- Instruction 1
In the mailing-list message, what determined which L2 channels the RTP packets were flowed onto?

- Text to read
————

From: Michael Thomas <mike () mtcc com>
Date: Wed, 02 Mar 2011 08:36:08 -0800

On 03/02/2011 06:23 AM, Jay Ashworth wrote:
----- Original Message -----
From: "Michael Thomas"<mike () mtcc com>
Yes, really. The only difference was which L2 channels the RTP
packets were flowed onto, which was determined by the MGCP/SIP
signalling and interaction with the telephony gateway. There
is a **very** complicated state machine that deals with this
using some bastardized IETF protocols (COPS IIRC).
Ok, see, now I (like, I suspect, Frank Bulk) am confused again:

when you say "which L2 channels the RTP packets were flowed onto", that
sounds to me a *whole* lot like "which VLAN on the end-user drop carried
the RTP packets from the terminal adapter in their cable box to our
concentrator"... which is pretty much the point I was originally trying
to make, if perhaps in slightly different terms.

Am I still misunderstanding you?

————

- Data rows
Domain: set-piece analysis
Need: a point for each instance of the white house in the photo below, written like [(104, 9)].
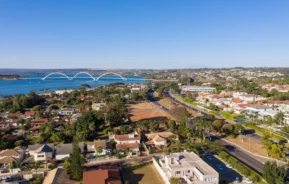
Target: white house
[(188, 166), (92, 148), (66, 111), (127, 142), (39, 152), (63, 151)]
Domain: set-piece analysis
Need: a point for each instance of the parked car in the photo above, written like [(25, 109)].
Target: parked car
[(209, 157), (229, 166), (220, 167), (246, 180)]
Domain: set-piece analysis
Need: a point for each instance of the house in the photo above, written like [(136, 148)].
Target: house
[(97, 106), (63, 151), (127, 144), (92, 148), (109, 175), (39, 152), (188, 166), (58, 176), (74, 117), (4, 126), (29, 115), (10, 156), (66, 111), (158, 139)]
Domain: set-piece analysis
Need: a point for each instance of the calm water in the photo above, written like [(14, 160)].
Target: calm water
[(10, 87)]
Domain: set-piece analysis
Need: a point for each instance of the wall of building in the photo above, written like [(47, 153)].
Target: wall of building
[(161, 172)]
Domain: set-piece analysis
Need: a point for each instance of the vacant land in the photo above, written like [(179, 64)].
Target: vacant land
[(147, 110), (169, 104), (142, 175), (249, 144)]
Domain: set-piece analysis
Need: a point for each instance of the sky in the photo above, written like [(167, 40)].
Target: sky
[(141, 34)]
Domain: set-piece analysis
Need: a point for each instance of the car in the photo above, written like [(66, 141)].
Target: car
[(246, 180), (229, 166), (220, 167), (229, 147), (209, 157)]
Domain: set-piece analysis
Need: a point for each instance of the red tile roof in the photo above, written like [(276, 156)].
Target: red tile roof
[(130, 145), (29, 113), (236, 100), (105, 176), (126, 137)]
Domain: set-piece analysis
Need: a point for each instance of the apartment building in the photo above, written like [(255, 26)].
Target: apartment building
[(188, 166)]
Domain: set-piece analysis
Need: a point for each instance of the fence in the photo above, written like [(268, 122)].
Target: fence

————

- Instruction 2
Give the records, from their first line through the line holding "152), (63, 151)]", inclusive, as a Markdown table with the columns Row and Line, skipping blank lines and leaving out the pictures.

- Exercise output 1
The MGCP/SIP signalling and its interaction with the telephony gateway.

- Exercise output 2
| Row | Line |
|---|---|
| 1 | Domain: set-piece analysis |
| 2 | Need: a point for each instance of the white house in the photo below, written like [(104, 9)]. |
| 3 | Target: white house |
| 4 | [(188, 166), (92, 148), (66, 111), (127, 142), (39, 152), (63, 151)] |